Items from a data source
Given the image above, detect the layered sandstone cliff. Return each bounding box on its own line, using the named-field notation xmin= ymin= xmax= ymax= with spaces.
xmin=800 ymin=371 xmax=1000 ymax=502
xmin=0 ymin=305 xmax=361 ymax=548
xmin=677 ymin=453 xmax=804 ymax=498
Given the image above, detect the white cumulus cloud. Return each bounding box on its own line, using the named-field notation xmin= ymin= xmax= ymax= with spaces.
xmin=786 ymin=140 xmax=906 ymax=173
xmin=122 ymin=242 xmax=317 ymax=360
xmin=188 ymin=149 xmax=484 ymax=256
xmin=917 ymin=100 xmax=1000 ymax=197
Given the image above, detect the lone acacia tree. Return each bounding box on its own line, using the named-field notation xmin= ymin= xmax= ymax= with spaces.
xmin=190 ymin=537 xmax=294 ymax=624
...
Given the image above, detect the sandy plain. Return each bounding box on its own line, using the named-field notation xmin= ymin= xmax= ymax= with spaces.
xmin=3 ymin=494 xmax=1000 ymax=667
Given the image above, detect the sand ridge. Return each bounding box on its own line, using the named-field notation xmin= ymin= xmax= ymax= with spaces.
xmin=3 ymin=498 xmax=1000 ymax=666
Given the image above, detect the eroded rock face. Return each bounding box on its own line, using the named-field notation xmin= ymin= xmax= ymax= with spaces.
...
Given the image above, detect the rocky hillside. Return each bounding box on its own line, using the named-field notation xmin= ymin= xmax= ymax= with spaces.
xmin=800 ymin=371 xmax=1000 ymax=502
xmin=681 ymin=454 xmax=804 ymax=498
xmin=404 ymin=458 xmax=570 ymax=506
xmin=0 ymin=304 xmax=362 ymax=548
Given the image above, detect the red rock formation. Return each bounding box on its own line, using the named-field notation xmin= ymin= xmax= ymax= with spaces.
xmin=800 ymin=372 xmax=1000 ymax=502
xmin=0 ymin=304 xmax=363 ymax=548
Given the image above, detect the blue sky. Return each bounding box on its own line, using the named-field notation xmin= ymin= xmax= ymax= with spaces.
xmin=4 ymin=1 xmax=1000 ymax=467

- Exercise directions:
Your task is to restate, word for word, only those lines above that fall between the line holding "Given the image above, detect the sand ridge." and the line holding "Given the image above, detect the eroded", inclusive.

- Exercise answer:
Given the image above, detect the sand ridge. Return each bounding box on its own line, using the named-field notation xmin= ymin= xmax= ymax= with spaces.
xmin=3 ymin=498 xmax=1000 ymax=666
Given the image above, detect the eroded rock face. Return each bounding box on its own line, using the named-field notation xmin= ymin= xmax= ymax= with spaces.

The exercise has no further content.